Object position labeling records
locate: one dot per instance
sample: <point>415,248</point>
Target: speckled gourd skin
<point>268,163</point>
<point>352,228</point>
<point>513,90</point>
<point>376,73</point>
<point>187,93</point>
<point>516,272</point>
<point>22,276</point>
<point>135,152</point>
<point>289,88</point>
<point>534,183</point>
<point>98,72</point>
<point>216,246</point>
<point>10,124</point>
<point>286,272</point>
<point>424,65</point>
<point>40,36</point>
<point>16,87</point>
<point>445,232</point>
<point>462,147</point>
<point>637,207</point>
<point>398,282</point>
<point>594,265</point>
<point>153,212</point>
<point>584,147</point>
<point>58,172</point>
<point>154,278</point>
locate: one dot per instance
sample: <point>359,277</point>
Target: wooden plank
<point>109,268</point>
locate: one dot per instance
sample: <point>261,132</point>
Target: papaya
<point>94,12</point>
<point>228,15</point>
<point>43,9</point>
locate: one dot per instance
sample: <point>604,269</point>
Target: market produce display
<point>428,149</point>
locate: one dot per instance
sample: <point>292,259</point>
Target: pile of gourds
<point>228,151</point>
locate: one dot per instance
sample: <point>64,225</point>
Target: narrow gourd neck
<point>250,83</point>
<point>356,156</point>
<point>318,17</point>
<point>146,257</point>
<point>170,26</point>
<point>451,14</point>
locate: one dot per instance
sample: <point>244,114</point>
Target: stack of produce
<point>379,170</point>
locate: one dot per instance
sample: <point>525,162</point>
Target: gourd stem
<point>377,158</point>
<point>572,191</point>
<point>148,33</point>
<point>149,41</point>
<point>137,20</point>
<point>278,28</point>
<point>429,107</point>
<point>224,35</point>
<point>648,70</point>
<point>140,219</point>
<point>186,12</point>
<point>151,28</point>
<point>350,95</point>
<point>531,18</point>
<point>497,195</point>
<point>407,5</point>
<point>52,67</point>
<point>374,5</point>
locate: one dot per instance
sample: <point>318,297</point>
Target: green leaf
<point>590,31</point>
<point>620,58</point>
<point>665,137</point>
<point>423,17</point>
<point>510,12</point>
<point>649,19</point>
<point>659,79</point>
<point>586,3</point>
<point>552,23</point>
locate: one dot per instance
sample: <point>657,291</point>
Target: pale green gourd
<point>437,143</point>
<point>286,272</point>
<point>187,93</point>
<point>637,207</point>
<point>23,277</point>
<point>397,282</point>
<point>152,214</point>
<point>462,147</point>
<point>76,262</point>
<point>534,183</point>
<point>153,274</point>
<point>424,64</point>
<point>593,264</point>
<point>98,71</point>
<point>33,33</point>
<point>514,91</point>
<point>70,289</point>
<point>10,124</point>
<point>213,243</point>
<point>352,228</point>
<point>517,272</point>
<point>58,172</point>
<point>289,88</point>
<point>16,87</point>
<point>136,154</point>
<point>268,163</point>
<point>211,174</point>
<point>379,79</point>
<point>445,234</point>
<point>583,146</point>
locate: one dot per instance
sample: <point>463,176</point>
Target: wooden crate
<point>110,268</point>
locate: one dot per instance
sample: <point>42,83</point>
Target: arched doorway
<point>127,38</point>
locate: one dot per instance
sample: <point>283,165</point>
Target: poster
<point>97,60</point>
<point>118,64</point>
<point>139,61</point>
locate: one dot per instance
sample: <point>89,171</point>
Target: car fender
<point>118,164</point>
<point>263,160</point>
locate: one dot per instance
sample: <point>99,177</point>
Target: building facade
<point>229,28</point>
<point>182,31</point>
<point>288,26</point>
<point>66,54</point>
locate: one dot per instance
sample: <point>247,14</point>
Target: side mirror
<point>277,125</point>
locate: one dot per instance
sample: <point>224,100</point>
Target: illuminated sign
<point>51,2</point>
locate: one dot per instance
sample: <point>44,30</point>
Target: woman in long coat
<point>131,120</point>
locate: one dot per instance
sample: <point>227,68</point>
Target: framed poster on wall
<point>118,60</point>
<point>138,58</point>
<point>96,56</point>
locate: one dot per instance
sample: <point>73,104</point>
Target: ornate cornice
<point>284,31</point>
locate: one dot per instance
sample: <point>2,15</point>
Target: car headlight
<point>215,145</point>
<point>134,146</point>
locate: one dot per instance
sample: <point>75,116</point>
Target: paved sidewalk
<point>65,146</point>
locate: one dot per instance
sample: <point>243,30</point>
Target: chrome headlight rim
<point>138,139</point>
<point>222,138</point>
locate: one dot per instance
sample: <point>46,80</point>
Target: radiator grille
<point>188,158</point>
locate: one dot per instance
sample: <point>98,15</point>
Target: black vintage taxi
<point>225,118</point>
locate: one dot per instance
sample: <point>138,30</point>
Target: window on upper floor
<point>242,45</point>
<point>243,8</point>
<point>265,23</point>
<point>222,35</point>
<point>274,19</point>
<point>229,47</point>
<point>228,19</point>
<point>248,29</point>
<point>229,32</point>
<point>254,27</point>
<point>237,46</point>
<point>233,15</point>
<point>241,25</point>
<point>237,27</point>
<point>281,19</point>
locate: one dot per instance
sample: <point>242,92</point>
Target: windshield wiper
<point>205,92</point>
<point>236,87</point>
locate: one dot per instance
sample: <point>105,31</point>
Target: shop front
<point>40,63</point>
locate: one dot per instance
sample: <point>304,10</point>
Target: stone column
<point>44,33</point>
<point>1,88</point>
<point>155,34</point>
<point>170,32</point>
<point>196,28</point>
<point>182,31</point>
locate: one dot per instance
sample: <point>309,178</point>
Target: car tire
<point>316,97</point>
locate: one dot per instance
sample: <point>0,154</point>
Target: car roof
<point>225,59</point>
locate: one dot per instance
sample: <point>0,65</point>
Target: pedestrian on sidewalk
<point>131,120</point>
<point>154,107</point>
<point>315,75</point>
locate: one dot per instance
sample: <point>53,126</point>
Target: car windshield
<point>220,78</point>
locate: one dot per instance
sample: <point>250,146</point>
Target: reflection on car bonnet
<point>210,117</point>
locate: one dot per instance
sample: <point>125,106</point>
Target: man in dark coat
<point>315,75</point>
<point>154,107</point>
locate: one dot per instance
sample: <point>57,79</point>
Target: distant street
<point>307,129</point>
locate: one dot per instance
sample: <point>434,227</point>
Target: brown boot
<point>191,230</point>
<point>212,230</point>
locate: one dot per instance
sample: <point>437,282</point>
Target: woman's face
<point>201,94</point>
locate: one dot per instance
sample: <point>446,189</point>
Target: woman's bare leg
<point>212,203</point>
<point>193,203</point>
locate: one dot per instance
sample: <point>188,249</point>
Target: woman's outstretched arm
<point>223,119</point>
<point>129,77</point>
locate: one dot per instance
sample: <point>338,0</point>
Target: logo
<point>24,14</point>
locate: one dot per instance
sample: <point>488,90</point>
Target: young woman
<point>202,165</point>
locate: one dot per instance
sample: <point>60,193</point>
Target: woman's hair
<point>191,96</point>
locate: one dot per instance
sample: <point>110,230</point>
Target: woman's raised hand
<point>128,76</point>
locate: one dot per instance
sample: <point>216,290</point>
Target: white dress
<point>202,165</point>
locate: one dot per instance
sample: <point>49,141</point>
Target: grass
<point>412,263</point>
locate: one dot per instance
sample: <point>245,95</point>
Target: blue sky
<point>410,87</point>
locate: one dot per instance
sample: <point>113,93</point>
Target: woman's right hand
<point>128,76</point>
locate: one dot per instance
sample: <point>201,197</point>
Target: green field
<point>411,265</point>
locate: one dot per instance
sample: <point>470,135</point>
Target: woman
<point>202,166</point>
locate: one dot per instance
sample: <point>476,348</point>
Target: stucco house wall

* **What this task involves**:
Please rewrite the records from the start up to and including the line with "<point>379,170</point>", keeping every line but shifting each coordinate in the answer points by adding 149 to it. Leave the sample points unchanged.

* **Solution to this exercise**:
locate: one dot per instance
sample: <point>415,248</point>
Target: speckled gourd skin
<point>417,312</point>
<point>501,377</point>
<point>662,239</point>
<point>525,222</point>
<point>336,242</point>
<point>665,421</point>
<point>171,425</point>
<point>284,301</point>
<point>438,237</point>
<point>683,332</point>
<point>247,221</point>
<point>365,395</point>
<point>159,273</point>
<point>435,421</point>
<point>573,214</point>
<point>189,185</point>
<point>165,236</point>
<point>594,381</point>
<point>611,296</point>
<point>786,356</point>
<point>547,431</point>
<point>743,414</point>
<point>302,361</point>
<point>733,296</point>
<point>207,321</point>
<point>303,427</point>
locate: one dot per instance
sample: <point>359,277</point>
Target: wooden plank
<point>258,417</point>
locate: one dot per instance
sample: <point>261,132</point>
Target: papaya
<point>243,161</point>
<point>377,164</point>
<point>192,158</point>
locate: one dot per instance
sample: <point>604,269</point>
Target: market produce display
<point>577,298</point>
locate: one dot per instance
sample: <point>292,259</point>
Target: pile of gourds
<point>377,300</point>
locate: one dot per instance
sample: <point>64,225</point>
Target: narrow gourd neck
<point>399,232</point>
<point>505,305</point>
<point>467,166</point>
<point>295,406</point>
<point>319,175</point>
<point>600,163</point>
locate: one dot per instance
sample: <point>244,114</point>
Target: stack of produce
<point>528,319</point>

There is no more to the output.